> _Records shown_
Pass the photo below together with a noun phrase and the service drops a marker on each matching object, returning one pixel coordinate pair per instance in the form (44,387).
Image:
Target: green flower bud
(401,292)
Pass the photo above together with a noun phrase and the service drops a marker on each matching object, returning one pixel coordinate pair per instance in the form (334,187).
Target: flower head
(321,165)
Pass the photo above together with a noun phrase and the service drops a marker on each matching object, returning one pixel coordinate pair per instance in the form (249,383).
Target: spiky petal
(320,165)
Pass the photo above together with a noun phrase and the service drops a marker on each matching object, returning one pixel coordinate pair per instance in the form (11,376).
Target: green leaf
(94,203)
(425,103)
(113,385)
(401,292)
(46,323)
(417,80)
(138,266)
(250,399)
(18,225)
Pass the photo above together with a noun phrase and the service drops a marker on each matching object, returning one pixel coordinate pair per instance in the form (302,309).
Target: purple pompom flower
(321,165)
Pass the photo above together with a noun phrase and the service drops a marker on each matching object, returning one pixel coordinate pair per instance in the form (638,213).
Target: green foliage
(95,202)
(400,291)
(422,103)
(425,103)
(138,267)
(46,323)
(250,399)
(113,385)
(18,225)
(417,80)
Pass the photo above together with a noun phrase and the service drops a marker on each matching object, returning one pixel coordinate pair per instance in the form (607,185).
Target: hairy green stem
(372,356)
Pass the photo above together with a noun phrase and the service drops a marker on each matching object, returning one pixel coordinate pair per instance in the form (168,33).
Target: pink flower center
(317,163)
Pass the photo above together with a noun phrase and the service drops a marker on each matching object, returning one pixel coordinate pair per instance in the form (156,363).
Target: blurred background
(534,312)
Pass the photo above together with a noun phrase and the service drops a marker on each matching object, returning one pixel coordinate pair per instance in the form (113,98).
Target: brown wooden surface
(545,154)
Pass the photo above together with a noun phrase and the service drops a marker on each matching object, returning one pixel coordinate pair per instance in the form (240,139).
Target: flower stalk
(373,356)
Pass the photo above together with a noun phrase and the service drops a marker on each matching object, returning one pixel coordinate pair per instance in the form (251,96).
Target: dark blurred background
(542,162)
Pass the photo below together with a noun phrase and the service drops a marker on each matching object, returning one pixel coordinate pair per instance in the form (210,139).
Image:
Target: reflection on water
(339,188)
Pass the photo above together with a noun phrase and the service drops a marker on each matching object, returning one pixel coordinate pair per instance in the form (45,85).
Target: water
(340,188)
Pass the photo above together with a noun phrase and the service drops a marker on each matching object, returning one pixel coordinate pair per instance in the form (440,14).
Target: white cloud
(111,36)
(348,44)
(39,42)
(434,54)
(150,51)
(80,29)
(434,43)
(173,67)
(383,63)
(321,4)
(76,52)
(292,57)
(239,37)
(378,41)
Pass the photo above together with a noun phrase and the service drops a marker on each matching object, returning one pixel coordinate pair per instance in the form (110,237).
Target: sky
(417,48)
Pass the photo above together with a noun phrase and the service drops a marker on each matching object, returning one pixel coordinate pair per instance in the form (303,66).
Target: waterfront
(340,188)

> _Directions for this task_
Reproduce word for word only the first line of the listing above and each line after it through the line with "the form (11,376).".

> _Solution to this exercise_
Pass the photo below together with a noun phrase and the service drops a marker on each matching object, returning one pixel coordinate pair per instance in the form (44,387).
Image:
Target: green flower bud
(401,292)
Pass the photo above together with a noun phrase and the service drops a marker on each matching object, returning one pixel coordinate pair per instance in the form (334,187).
Target: flower head
(321,165)
Pass the photo above together with a noun phrase and the service drops a marker on each matching object, returning one pixel coordinate pair per instance in the form (249,383).
Target: spiky petal
(320,165)
Pass the photo above together with a noun phrase and the service drops a marker on each matching object, returning one pixel coordinate pair per instance in the form (11,376).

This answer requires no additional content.